## Short exercise:
Format the material as a numbered list, starting at the line that contains "Note: pick out each instance of the calm" and ending at the last line of the material, both included. Leave out any blank lines.

## Records provided:
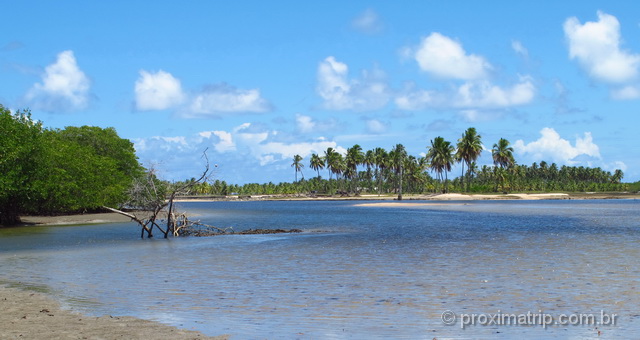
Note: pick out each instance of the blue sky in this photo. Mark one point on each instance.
(257, 82)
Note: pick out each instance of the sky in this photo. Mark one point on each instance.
(256, 82)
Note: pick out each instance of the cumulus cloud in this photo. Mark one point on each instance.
(307, 124)
(551, 147)
(253, 147)
(219, 99)
(596, 47)
(339, 92)
(64, 86)
(626, 92)
(468, 75)
(470, 95)
(162, 91)
(367, 22)
(376, 127)
(444, 57)
(158, 91)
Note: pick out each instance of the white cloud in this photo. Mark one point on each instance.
(519, 48)
(222, 98)
(225, 142)
(367, 22)
(64, 86)
(444, 57)
(617, 165)
(596, 46)
(376, 127)
(371, 92)
(551, 147)
(486, 95)
(162, 91)
(469, 88)
(306, 124)
(158, 91)
(246, 146)
(471, 95)
(626, 92)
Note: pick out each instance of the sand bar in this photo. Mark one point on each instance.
(31, 315)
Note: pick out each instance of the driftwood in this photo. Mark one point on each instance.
(153, 207)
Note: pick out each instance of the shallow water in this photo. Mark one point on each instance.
(356, 272)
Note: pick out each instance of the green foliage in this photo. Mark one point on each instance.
(46, 171)
(394, 172)
(20, 151)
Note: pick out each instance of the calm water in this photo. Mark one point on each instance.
(356, 272)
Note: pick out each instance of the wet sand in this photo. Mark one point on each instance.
(32, 315)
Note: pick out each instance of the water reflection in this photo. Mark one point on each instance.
(372, 272)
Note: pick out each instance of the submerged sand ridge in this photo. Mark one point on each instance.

## Answer for the task:
1. Note: pick out each instance of the calm water in this photo. Mark one point on each instance.
2. (356, 272)
3. Note: pick out each instance of the wet sand in this photo. Mark one point on each instance.
4. (32, 315)
5. Note: pick out each instance of the water reflection in this photo. Mark one point on each instance.
6. (372, 272)
7. Note: pick out each instance of the submerged sand ridge in this photo. Mark one point on each instance.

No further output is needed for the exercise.